WHAT TO PRODUCE: Output exactly the lines between the line that contains "Trace the outline of every instance of the round" and the last line of the material, counting both.

RECORDS PROVIDED:
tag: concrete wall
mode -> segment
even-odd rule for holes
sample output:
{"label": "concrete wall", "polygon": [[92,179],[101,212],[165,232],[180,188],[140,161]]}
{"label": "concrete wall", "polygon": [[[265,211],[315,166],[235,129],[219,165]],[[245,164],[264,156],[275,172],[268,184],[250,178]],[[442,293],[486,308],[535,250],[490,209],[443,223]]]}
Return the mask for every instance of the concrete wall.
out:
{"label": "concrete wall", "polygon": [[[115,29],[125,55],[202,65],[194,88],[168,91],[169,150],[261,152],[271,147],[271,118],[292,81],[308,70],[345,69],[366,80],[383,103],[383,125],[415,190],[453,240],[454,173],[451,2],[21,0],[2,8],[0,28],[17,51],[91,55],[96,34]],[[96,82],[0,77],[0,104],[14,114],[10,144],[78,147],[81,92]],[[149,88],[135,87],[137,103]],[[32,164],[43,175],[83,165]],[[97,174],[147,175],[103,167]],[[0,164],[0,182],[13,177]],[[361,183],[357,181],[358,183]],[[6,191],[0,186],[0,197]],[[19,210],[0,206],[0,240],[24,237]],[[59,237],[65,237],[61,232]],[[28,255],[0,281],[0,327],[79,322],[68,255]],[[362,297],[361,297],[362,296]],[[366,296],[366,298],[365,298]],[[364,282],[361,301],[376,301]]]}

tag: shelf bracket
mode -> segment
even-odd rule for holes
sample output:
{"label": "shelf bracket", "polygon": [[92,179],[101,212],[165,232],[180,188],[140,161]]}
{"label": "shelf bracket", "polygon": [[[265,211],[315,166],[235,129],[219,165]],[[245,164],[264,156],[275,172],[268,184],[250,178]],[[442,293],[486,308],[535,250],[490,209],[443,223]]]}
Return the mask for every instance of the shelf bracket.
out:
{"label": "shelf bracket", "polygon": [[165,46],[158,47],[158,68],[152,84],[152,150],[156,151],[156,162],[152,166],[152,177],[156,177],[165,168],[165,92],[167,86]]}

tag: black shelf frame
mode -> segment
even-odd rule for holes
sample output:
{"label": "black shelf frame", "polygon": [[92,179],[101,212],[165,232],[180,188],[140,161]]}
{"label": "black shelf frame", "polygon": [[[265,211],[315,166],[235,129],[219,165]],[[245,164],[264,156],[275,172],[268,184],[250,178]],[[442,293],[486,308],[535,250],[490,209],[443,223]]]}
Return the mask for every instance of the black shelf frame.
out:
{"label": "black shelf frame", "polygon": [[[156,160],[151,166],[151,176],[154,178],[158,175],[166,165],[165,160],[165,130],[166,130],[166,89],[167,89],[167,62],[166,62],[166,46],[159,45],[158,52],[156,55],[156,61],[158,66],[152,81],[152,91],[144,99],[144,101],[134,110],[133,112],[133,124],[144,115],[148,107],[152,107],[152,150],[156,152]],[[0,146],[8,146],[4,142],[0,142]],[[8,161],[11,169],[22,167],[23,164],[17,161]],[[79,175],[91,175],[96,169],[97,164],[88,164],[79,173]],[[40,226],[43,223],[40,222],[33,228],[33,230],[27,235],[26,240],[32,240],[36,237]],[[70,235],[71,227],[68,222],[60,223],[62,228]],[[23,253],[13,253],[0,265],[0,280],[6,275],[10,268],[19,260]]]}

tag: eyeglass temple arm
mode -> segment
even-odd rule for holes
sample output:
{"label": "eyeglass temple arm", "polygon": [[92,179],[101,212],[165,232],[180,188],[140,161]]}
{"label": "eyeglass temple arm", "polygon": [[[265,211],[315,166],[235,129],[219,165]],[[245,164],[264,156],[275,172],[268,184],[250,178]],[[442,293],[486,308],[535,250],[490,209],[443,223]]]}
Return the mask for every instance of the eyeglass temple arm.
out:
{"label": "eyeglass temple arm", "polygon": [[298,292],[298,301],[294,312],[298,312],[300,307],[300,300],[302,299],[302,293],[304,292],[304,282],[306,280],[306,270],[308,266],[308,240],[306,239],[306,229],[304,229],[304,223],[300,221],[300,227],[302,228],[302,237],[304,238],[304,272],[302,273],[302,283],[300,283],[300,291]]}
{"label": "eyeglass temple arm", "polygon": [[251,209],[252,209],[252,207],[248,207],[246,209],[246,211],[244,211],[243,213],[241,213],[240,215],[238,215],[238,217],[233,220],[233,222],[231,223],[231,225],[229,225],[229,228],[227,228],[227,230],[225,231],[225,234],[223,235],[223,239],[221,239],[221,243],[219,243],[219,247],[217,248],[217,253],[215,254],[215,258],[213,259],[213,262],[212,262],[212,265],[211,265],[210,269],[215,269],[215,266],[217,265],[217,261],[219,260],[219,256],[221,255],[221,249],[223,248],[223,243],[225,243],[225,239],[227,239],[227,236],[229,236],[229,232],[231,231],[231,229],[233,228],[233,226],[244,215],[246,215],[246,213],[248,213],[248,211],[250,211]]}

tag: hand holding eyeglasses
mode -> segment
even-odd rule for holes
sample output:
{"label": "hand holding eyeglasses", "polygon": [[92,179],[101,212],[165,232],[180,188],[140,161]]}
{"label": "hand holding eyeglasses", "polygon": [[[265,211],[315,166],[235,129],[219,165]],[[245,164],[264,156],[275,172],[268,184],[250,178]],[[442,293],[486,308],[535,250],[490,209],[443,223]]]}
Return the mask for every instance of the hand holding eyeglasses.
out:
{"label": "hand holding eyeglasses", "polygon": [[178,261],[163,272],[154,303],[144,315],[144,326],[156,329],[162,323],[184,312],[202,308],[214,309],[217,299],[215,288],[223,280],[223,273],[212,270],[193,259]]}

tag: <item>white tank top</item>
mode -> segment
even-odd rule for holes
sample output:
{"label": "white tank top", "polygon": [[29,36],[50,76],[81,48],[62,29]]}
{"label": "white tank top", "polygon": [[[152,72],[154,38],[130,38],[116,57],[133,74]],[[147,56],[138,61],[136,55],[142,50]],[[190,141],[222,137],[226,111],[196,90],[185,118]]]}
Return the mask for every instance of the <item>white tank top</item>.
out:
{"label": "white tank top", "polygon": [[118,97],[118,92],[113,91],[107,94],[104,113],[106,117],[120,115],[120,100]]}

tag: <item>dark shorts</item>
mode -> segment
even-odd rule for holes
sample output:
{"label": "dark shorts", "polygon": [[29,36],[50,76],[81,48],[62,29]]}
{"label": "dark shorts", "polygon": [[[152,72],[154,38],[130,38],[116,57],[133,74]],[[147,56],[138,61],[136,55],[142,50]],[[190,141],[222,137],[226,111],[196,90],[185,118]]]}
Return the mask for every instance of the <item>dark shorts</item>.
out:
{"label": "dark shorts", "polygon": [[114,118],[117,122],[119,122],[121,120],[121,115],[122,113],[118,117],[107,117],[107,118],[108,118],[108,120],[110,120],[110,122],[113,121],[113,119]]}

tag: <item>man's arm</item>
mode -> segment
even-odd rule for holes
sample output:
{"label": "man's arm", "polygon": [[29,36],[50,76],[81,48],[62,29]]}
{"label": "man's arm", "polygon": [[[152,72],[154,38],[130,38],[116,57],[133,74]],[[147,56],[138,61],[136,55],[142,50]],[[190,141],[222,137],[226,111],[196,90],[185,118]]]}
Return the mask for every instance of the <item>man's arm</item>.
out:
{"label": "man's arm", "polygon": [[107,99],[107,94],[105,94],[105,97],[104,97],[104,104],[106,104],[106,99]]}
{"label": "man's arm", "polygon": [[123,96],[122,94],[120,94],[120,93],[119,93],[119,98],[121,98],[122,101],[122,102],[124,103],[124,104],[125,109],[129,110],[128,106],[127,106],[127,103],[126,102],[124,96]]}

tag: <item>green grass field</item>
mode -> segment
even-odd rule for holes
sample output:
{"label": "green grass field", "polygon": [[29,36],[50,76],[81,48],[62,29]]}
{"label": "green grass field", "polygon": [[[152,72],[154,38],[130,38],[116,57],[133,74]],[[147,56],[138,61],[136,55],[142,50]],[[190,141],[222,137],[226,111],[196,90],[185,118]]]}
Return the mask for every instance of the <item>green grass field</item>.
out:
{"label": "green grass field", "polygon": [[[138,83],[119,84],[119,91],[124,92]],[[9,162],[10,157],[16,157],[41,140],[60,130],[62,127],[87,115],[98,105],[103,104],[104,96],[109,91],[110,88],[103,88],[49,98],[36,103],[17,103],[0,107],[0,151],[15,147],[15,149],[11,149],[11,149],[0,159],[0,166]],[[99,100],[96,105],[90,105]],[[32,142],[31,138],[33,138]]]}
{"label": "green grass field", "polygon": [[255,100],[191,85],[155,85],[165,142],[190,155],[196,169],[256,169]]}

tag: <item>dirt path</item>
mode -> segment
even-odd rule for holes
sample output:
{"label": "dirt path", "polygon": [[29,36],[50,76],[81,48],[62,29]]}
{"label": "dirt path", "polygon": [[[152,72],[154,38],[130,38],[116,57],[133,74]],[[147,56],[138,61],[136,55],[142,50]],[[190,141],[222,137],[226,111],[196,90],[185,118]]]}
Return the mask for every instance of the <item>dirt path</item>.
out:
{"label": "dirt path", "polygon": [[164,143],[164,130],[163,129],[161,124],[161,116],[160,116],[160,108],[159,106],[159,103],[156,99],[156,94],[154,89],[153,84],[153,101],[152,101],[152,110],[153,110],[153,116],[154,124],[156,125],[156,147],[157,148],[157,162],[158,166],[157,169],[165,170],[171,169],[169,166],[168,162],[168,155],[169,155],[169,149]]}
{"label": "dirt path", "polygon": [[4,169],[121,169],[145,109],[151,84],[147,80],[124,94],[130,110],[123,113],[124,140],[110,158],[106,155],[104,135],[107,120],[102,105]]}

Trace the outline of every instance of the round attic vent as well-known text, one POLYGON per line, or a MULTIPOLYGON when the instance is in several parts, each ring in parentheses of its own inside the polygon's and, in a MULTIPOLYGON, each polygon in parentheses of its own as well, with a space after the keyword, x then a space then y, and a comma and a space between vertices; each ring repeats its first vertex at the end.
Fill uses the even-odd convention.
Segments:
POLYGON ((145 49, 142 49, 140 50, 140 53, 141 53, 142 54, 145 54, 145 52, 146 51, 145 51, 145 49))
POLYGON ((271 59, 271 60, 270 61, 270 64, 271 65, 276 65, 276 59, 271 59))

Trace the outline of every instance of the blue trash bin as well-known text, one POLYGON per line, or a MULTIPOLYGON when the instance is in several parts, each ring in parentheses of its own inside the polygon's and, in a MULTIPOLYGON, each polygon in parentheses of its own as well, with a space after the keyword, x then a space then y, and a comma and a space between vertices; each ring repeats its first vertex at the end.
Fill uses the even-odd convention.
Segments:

ANSWER TO THIS TASK:
Trace the outline of every instance of the round attic vent as well-known text, one POLYGON per line, or a MULTIPOLYGON when the instance is in several parts, each ring in parentheses of its own inside the polygon's and, in a MULTIPOLYGON, each polygon in parentheses of its own as well, with a space after the keyword, x then a space then y, and a comma and a space between vertices; each ring repeats its first vertex at the end.
Fill uses the even-odd convention.
Segments:
POLYGON ((145 49, 142 49, 140 50, 140 53, 141 53, 142 54, 145 54, 145 52, 146 51, 145 51, 145 49))
POLYGON ((271 59, 271 60, 270 61, 270 64, 271 65, 276 65, 276 59, 271 59))

Trace the outline of every instance of the blue trash bin as well-known text, one POLYGON per line, or a MULTIPOLYGON when the instance is in several parts, each ring in parentheses of its own inside the polygon's and, in a MULTIPOLYGON, each polygon in parentheses of its own as well, with a space after the keyword, x then a space then y, and a comma and a space between vertices; each ring repeats its first vertex at the end.
Fill uses the even-odd convention.
Segments:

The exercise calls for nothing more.